◆ What you should do
Translate this sentence from the Valentine's Day passage below into Spanish: "There is no formula for generating the authentic warmth of love."

Tuesday, February 14, 2012

Happy Valentine's Day

There is no formula for generating the authentic warmth of love. It cannot be copied. You cannot talk yourself into it or rouse it by straining at the emotions or by dedicating yourself solemnly to the service of mankind. Everyone has love, but it can only come out when he is convinced of the impossibility and the frustration of trying to love himself. This conviction will not come through condemnations, through hating oneself, through calling self love bad names in the universe. It comes only in the awareness that one has no self to love.

- Alan Watts



Instead of seeing love as something that will make you happy if you can get enough of it, consider the possibility of love as a way of being, of love as a state of consciousness. As such it is independent of any particular person or set of conditions. In other words, love is unlimited, impersonal and unchanging. It cannot be lost nor can it be hoarded. This kind of love is both a choice and surrender to something beyond your ego.

- Deborah Anapol



To the ego, loving and wanting are the same, whereas true love has no wanting in it, no desire to possess or for your partner to change. The ego singles someone out and makes them special. It uses that person to cover up the constant underlying feeling of discontent, of “not enough,” of anger and hate, which are closely related. These are facets of an underlying deep seated feeling in human beings that is inseparable from the egoic state.

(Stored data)
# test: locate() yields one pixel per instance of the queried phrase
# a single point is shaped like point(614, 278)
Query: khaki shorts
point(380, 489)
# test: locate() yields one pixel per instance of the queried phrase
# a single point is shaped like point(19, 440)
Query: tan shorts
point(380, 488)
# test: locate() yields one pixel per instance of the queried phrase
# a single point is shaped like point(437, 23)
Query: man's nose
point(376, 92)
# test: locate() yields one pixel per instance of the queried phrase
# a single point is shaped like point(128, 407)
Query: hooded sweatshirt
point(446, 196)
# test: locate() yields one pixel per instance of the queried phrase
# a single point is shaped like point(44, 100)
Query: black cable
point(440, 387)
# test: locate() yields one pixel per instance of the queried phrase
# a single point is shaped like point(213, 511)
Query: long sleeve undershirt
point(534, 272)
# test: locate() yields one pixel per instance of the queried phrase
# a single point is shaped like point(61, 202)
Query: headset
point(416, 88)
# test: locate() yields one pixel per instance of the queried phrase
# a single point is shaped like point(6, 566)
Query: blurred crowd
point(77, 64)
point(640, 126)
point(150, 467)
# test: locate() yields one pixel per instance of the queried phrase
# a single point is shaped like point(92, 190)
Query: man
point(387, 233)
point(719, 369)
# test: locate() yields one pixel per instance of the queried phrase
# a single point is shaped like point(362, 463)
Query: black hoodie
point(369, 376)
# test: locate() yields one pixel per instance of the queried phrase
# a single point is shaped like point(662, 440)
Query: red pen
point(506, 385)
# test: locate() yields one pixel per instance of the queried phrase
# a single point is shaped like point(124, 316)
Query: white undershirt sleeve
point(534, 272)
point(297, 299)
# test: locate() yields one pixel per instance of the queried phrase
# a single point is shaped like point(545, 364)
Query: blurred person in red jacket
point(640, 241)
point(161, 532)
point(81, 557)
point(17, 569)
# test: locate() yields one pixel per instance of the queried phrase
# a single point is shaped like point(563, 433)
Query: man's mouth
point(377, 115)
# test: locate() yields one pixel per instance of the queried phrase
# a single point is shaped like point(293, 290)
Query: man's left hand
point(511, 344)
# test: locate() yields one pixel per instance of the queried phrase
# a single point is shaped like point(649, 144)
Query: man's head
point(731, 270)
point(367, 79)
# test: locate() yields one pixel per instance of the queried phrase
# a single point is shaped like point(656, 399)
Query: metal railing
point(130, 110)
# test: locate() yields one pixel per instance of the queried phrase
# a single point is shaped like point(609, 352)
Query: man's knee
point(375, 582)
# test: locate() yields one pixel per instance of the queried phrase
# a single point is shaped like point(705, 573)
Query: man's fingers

◆ Complete answer
No existe ninguna fórmula para generar la auténtica calidez del amor.